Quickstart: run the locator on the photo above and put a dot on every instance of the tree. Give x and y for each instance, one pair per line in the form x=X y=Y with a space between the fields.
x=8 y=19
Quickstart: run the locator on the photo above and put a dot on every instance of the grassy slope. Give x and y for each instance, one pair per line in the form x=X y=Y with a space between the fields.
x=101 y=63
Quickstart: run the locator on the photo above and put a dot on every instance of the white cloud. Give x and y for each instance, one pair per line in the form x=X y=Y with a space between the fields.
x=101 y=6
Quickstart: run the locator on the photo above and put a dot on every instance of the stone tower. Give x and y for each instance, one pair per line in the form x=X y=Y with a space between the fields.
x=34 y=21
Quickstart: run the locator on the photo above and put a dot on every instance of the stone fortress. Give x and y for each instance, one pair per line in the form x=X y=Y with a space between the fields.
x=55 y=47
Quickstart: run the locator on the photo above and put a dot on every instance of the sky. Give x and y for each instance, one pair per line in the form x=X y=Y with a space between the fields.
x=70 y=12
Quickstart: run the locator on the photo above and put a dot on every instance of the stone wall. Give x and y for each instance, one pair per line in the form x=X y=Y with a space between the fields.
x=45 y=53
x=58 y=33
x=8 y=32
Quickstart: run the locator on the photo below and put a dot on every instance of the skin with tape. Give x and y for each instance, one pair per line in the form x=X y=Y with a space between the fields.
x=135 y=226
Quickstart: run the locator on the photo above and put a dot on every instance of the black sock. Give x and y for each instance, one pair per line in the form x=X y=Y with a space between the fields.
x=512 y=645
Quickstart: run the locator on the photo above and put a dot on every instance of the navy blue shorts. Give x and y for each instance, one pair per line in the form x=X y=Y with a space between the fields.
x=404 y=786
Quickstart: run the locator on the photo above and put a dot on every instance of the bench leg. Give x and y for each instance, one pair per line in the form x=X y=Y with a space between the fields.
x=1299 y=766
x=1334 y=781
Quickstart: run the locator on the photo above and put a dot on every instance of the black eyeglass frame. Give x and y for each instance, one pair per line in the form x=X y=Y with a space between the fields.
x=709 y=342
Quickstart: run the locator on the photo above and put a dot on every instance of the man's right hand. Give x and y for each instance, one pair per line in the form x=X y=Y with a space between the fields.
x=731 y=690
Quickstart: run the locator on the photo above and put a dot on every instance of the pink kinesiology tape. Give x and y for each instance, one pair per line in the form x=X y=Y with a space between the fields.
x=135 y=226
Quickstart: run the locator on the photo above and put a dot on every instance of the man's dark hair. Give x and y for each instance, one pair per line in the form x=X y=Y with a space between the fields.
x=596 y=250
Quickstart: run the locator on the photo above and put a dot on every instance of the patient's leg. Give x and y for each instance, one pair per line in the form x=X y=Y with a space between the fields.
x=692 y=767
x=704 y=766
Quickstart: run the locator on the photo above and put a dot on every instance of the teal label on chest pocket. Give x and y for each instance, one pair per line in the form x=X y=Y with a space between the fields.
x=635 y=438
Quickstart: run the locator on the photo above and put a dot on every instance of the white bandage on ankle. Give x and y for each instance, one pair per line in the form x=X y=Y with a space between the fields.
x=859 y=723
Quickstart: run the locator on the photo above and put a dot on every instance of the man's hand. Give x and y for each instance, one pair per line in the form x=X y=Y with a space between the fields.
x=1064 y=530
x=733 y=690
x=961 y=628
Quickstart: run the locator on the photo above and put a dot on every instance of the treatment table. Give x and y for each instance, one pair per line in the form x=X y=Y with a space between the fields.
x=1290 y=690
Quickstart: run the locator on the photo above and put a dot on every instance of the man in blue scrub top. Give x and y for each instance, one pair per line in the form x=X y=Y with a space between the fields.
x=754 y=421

□ □ □ □

**Your assignment**
Each record above, from first to last, should be written out again exactly.

**Result**
Quickstart: run the locator on the photo above and put a dot on every instance of the tree. Give x and y for each instance, one pair per line in the form x=X y=Y with a space between the fields.
x=8 y=19
Quickstart: run the locator on the photo above and put a dot on every instance of the grassy slope. Give x and y for each instance, one pair per line in the form x=X y=Y with a space between the fields.
x=101 y=63
Quickstart: run the locator on the photo above and put a dot on every instance of the white cloud. Give x and y for each instance, one pair per line in the form x=X y=Y with a space between the fields.
x=101 y=6
Quickstart: run the locator on the photo above and put a dot on every instance of the stone tower. Give x and y for each instance, one pair per line in the form x=X y=Y with a space between the fields.
x=34 y=21
Quickstart: run the locator on the photo above and put a dot on every instance of the stone fortress. Give x and y for each instance, one pair per line in the form x=X y=Y with a space between the fields.
x=55 y=47
Quickstart: run the locator on the photo above and put a dot on every instance of the sky. Give x and y for each instance, one pair per line in the form x=X y=Y with a space between the fields.
x=70 y=12
Quickstart: run the locator on the photo above and put a dot on every instance of the stone wall. Give x and y for each instance, one pair per line in the form x=X y=Y with a space between the fields.
x=45 y=53
x=58 y=33
x=8 y=32
Quickstart: run the locator on the photo below and put a dot on every instance of the skin with tape. Give x and y for each instance, one pair per line in the form x=X y=Y with a space between the fields.
x=135 y=226
Quickstart: run the locator on the photo above and put a dot on every instance of the black sock. Give x and y for each instance, one pair per line in the form x=X y=Y with a space between the fields.
x=512 y=645
Quickstart: run the locator on the photo above and put a dot on every instance of the navy blue shorts. Give x and y for each instance, one pair per line in the form x=X y=Y with a space between the fields.
x=404 y=786
Quickstart: run the locator on the photo above and put a dot on every instance of the bench leg. Give x and y for each instance, one pair per line in the form x=X y=Y with a space between the fields.
x=1299 y=766
x=1334 y=781
Quickstart: run the locator on the photo above and put a dot on every instance of the black eyeglass frame. Give x and y for each instance, one pair per line in the form x=X y=Y with a space between the fields.
x=709 y=342
Quickstart: run the locator on the photo above and put a dot on every instance of the man's right hand. Give x and y for each instance, one pair per line in the form x=X y=Y with a space between the fields.
x=731 y=690
Quickstart: run the locator on the photo above and put a dot on every instance of the pink kinesiology tape. Give x and y for each instance, one pair per line in the form x=X y=Y with a space between the fields.
x=135 y=226
Quickstart: run the locator on the photo above and put a dot on every instance of the man's dark hair. Give x and y for each instance, one pair per line in the form x=X y=Y with a space between the fields.
x=596 y=250
Quickstart: run the locator on the photo above and put a dot on every instance of the patient's leg. Give x and y for each instance, one pair per line in the form x=X y=Y with a space between the fields.
x=692 y=767
x=704 y=766
Quickstart: run the locator on the photo above and put a dot on every instance of the teal label on chest pocket. Give x and y for each instance, one pair per line in the form x=X y=Y with a space between the fields.
x=635 y=438
Quickstart: run the locator on the photo above and put a dot on every instance of the white bandage on ankle. Give x and y for each instance, one pair per line in the form x=X y=Y with a space between the fields.
x=859 y=723
Quickstart: run the locator on the photo above and put a dot on every instance of the man's hand. Give x and y for each instance, one pair per line in the form x=X y=Y with a space between the fields.
x=1064 y=530
x=733 y=690
x=961 y=628
Quickstart: run the locator on the photo above and put a dot on every instance of the treatment table. Give x and y for each instance, one pair per line in the form x=X y=Y with a space between the fields.
x=1290 y=690
Quickstart: run the locator on the photo above and put a dot on every instance of the man in blue scrub top. Give x and y for each instance, one pair per line in the form x=X y=Y with a space between the fields.
x=754 y=421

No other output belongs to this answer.